Extracted information:
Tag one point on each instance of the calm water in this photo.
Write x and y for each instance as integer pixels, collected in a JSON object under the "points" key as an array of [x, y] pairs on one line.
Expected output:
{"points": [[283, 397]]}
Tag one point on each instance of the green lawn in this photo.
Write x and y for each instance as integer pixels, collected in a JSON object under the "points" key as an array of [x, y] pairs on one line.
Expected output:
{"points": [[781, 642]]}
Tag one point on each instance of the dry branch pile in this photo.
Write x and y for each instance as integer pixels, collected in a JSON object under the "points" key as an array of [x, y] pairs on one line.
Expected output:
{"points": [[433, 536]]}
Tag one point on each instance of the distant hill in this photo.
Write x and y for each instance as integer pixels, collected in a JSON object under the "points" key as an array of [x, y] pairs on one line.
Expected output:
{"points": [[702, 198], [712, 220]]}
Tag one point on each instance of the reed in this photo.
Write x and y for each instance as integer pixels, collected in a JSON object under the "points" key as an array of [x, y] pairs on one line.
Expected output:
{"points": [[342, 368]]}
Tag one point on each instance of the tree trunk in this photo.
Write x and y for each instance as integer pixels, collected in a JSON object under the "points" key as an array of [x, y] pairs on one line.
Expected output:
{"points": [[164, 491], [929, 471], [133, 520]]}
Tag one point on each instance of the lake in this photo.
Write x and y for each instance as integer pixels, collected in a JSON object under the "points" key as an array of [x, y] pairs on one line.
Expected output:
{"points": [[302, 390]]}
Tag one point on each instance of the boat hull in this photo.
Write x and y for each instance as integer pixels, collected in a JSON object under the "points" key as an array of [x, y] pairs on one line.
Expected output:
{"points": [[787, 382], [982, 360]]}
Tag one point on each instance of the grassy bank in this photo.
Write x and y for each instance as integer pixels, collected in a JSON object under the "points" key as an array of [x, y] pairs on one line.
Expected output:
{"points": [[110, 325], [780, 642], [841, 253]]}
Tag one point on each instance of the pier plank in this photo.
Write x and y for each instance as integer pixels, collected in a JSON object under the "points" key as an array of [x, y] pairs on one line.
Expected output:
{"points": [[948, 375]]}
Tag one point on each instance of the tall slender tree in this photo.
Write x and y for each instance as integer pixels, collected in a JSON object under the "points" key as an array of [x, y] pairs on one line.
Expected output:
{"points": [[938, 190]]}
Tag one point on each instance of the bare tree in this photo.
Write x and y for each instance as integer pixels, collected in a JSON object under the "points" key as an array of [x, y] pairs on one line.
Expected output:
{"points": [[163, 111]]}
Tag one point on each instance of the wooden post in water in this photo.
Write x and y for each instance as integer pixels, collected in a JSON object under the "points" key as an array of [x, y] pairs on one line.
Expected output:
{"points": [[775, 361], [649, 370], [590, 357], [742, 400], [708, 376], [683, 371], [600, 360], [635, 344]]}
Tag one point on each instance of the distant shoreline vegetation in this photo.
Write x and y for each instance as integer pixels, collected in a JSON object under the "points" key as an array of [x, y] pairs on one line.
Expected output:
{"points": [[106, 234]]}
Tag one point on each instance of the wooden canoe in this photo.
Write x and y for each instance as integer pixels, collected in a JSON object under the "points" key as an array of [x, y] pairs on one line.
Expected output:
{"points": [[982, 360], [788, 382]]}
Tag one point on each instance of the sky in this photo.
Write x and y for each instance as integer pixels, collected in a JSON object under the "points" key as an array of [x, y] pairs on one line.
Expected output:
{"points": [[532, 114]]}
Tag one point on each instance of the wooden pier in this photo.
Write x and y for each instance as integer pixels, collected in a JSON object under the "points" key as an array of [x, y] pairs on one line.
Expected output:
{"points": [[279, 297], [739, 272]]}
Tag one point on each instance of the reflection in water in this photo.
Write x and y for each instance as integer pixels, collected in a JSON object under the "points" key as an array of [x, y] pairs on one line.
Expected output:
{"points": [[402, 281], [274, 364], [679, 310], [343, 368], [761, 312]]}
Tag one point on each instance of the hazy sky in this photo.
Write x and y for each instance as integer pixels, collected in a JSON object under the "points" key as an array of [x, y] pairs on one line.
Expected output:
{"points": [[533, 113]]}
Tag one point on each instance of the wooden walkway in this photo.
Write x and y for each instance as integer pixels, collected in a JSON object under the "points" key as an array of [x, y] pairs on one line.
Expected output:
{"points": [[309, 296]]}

What is required: Which lines in the records above hold the string "pier"? Copy each of them.

Problem solution:
Tag one point on each instance of the pier plank in this photo.
Tag one point on each instance of the wooden pier in this photo.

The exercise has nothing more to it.